Please transcribe the data below exactly. Leave the pictures out.
── DATASET EXTRACT
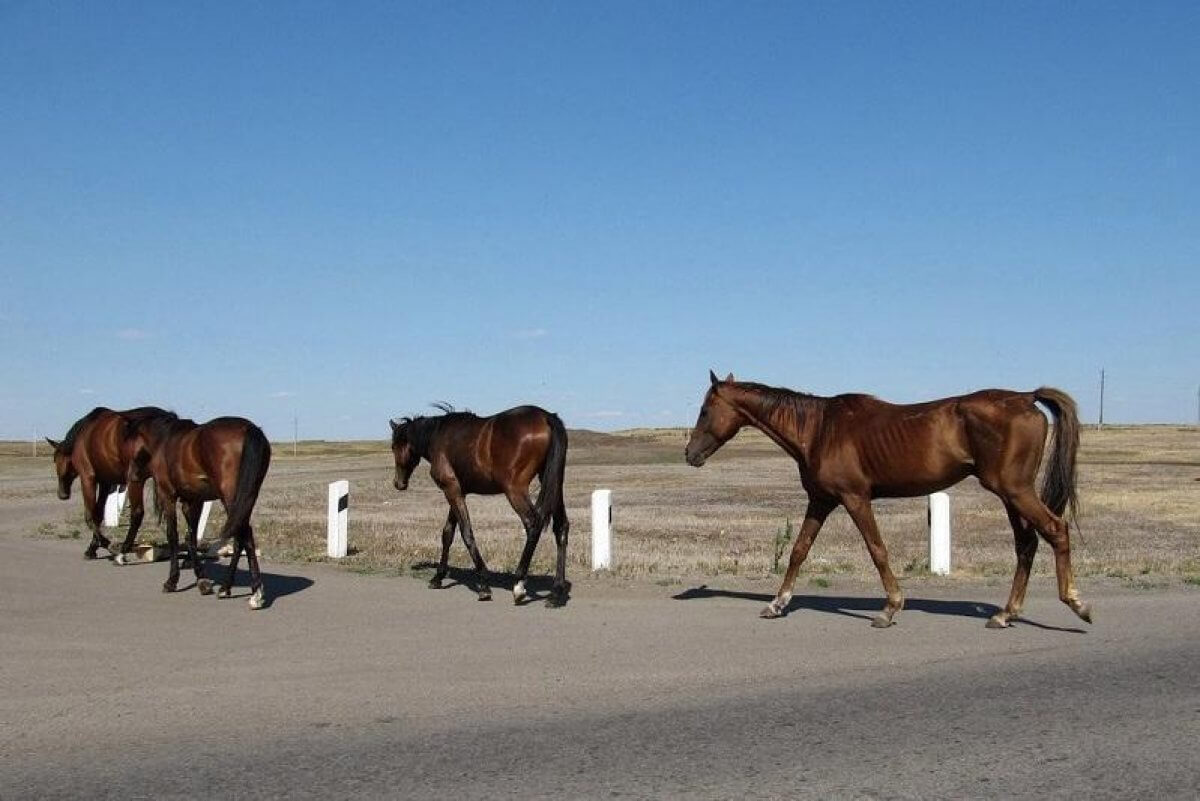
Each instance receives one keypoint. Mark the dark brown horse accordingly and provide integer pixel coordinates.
(855, 447)
(223, 459)
(96, 450)
(491, 456)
────
## PROBLEM SOLUTION
Each instance receives one keypoint. Mark the dark brown horse accordingly and provide integer pixel coordinates.
(855, 447)
(223, 459)
(96, 450)
(491, 456)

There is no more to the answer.